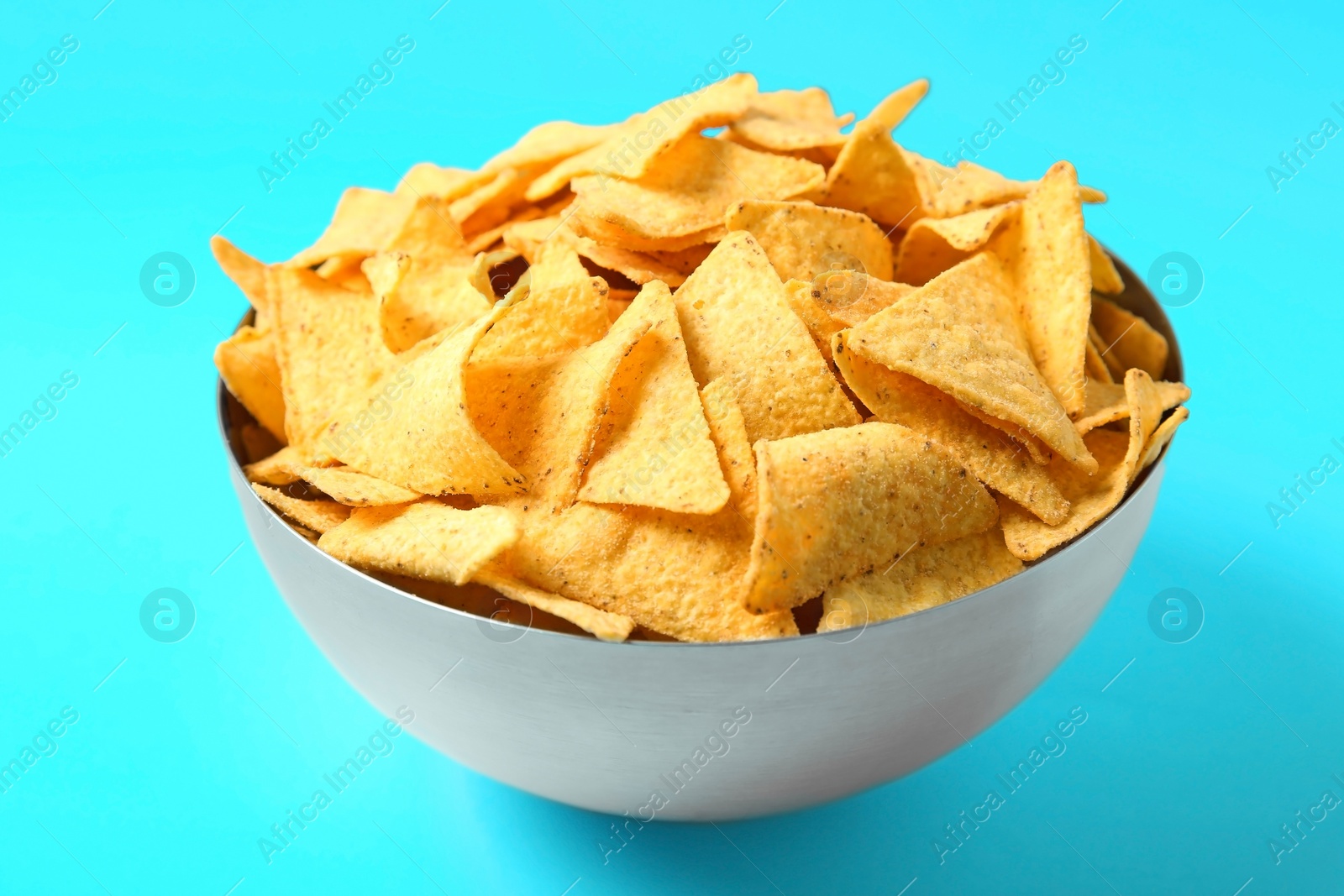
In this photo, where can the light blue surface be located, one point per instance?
(150, 140)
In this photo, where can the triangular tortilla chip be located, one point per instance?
(804, 241)
(655, 448)
(934, 244)
(319, 516)
(960, 333)
(738, 325)
(837, 504)
(331, 354)
(1048, 261)
(423, 437)
(423, 540)
(922, 578)
(690, 187)
(564, 309)
(992, 457)
(365, 222)
(246, 363)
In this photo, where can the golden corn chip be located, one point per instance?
(671, 573)
(280, 468)
(416, 430)
(922, 578)
(689, 188)
(790, 121)
(246, 363)
(365, 222)
(655, 448)
(354, 488)
(1092, 497)
(638, 144)
(804, 241)
(1105, 275)
(992, 457)
(606, 626)
(248, 275)
(730, 436)
(318, 516)
(738, 325)
(837, 504)
(564, 309)
(423, 540)
(1050, 265)
(1106, 402)
(960, 333)
(1131, 340)
(331, 354)
(933, 244)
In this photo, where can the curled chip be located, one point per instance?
(837, 504)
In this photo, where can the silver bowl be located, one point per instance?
(703, 731)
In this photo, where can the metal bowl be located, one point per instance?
(703, 731)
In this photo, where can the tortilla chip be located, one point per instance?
(1090, 497)
(423, 540)
(248, 275)
(246, 363)
(804, 241)
(960, 333)
(606, 626)
(1131, 340)
(837, 504)
(1105, 275)
(1048, 261)
(655, 448)
(934, 244)
(564, 309)
(416, 430)
(689, 188)
(992, 457)
(331, 354)
(318, 516)
(365, 222)
(922, 578)
(730, 436)
(738, 325)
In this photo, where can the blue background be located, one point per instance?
(187, 752)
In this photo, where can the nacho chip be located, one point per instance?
(606, 626)
(738, 325)
(992, 457)
(365, 222)
(922, 578)
(655, 448)
(804, 241)
(934, 244)
(729, 432)
(1129, 340)
(1105, 275)
(960, 333)
(837, 504)
(421, 436)
(246, 363)
(564, 309)
(423, 540)
(318, 516)
(689, 188)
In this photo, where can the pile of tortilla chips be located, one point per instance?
(709, 374)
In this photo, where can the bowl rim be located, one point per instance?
(1144, 304)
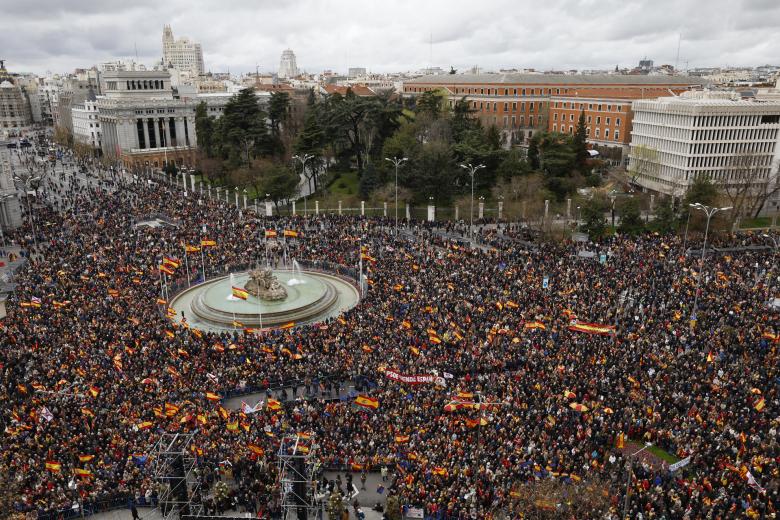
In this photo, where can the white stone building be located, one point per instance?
(182, 54)
(86, 124)
(731, 141)
(288, 68)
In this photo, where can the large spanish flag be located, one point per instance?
(239, 292)
(367, 402)
(592, 328)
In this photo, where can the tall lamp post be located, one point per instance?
(472, 171)
(709, 211)
(303, 161)
(628, 479)
(397, 162)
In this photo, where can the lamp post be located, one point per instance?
(397, 162)
(303, 161)
(472, 171)
(628, 478)
(709, 211)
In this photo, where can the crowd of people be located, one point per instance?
(543, 365)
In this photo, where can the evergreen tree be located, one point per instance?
(533, 152)
(580, 145)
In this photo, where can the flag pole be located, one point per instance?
(187, 265)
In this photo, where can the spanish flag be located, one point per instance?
(171, 262)
(257, 450)
(239, 292)
(367, 402)
(593, 328)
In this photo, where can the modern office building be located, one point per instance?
(731, 141)
(288, 68)
(182, 54)
(520, 104)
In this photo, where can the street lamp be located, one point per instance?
(472, 171)
(397, 162)
(628, 478)
(709, 211)
(303, 161)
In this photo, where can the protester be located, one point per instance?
(514, 338)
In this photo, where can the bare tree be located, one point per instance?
(748, 182)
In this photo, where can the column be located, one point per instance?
(156, 124)
(146, 133)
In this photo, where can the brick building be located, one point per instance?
(521, 104)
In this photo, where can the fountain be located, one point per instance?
(297, 278)
(275, 299)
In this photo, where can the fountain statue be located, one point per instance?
(264, 285)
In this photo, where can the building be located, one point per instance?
(521, 104)
(86, 124)
(10, 205)
(731, 141)
(182, 54)
(144, 122)
(15, 113)
(288, 68)
(356, 72)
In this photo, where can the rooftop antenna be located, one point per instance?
(677, 60)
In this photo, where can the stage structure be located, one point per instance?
(173, 467)
(297, 478)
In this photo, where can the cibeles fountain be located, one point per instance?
(275, 298)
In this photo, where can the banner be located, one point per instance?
(680, 464)
(415, 379)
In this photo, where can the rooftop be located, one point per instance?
(557, 79)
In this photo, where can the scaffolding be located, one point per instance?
(173, 468)
(297, 478)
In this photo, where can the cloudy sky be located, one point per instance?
(393, 35)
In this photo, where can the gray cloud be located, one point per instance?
(393, 35)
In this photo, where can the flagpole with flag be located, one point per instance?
(186, 264)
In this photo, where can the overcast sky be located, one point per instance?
(393, 35)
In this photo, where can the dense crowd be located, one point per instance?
(546, 365)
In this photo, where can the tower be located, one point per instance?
_ _ _
* **EXERCISE BRIEF**
Can you convert the entries, starting with the line that contains "In this photo, where can the cloudy" and going on through the end of the entries, into a Markdown table with a "Row" column numbering each line and a "Text" column holding the line itself, skipping blank lines?

* **WORKED SOLUTION**
| Row | Text |
|---|---|
| 1 | In this photo, where can the cloudy sky be located, one point per instance? |
| 2 | (393, 35) |
| 3 | In this photo, where can the gray cloud be located, one point per instance? |
| 4 | (393, 35) |
| 5 | In this photo, where can the flagpole with flag be located, one point per instance? |
| 6 | (186, 264) |
| 7 | In this photo, where can the overcast sky be located, one point per instance? |
| 8 | (393, 35) |
| 9 | In this photo, where can the dense crowd be located, one point per instance? |
| 10 | (546, 365) |
| 11 | In this photo, where can the tower be located, one point per instance? |